__Exercise__:
Can you sum up the passage, set out before the records, in two sentences?

__Source document__:

Start of Block

Out of the silence I heard that same voice say , “No more” I opened my eyes in panic, but you were gone. In your place Jesus was kneeling with his hand over the trigger. With tears in his eyes he told me, “I have more for you than her.” He stayed up with me for the next couple of hours and just hugged me while I cried in his arms. That intimate embrace that I was seeking in you was finally fulfilled, as I looked at the holes in his hands.
You still hung around the school, but you never came close because Jesus was with me. I went though High School and college and you became more distant. You never fully left, but you were always at a distance. I left for the race last year and hadn’t seen you in a while. Depression would stop by every once in a while but it was always a short visit.

End of Block

Stored data entries:

Start of Block

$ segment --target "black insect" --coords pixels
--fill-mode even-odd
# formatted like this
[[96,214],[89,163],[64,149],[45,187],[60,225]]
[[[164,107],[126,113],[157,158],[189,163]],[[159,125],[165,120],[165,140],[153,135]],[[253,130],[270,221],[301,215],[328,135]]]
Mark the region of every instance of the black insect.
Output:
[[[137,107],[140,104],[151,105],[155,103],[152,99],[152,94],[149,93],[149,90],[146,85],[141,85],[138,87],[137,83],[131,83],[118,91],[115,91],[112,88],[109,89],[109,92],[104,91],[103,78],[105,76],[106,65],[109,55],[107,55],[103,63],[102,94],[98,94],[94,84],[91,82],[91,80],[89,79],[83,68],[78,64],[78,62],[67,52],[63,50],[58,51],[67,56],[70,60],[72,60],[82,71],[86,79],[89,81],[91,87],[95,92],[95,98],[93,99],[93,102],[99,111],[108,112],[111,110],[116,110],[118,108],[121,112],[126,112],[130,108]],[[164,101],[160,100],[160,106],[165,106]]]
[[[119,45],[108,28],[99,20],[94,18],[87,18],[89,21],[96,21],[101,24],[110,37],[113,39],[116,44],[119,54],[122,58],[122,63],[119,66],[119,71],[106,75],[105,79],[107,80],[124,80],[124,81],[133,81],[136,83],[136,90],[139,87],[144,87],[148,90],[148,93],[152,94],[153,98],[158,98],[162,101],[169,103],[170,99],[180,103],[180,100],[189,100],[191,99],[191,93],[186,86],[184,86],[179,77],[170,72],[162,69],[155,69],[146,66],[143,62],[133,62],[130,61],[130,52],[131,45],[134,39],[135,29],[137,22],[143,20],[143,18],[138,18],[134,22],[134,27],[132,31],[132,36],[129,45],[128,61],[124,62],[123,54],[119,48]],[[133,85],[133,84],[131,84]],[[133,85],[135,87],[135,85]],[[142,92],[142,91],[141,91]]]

End of Block
Start of Block

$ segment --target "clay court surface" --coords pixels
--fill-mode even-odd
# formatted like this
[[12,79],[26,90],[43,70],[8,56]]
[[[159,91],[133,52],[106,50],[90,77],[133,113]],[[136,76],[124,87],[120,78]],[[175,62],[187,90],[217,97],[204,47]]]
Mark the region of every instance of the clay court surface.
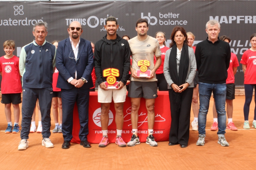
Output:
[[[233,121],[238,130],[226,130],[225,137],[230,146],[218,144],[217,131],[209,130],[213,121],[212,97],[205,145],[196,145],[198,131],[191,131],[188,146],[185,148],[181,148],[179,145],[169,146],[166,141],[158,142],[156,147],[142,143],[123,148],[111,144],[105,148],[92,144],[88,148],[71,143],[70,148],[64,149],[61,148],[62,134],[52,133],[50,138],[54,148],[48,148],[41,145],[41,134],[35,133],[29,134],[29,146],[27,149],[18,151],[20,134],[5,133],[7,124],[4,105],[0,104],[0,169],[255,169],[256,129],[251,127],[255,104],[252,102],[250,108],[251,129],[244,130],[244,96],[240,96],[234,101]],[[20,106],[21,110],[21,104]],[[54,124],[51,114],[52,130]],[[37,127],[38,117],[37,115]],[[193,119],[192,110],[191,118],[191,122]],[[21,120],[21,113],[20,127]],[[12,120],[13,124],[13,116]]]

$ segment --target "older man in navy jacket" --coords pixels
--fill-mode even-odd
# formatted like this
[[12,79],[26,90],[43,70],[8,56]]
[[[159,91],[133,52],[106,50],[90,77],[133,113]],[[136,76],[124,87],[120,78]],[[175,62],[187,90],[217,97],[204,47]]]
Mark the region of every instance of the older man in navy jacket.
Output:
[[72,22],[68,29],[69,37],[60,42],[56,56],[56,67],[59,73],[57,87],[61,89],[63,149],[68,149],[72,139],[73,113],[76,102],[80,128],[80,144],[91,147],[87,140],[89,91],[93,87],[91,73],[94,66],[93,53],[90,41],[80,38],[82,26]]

End of Block
Start of Block

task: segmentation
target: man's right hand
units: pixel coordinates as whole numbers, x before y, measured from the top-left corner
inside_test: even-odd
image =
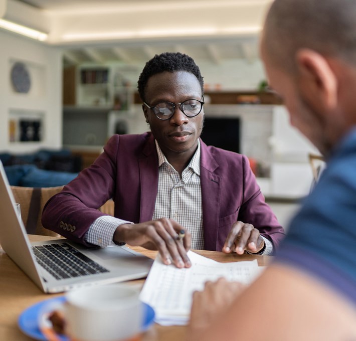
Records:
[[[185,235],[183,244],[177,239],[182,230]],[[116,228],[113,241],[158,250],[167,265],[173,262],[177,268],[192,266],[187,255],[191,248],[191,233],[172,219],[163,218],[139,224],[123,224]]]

End of Block

__Written solution__:
After a voice says "No more," the narrator opens their eyes in panic to find that "you" is gone and Jesus is kneeling with his hand over the trigger. Jesus says he has more for the narrator than "her" and holds the narrator for hours, and from then on "you" stays at a distance through high school and college while depression makes only short visits.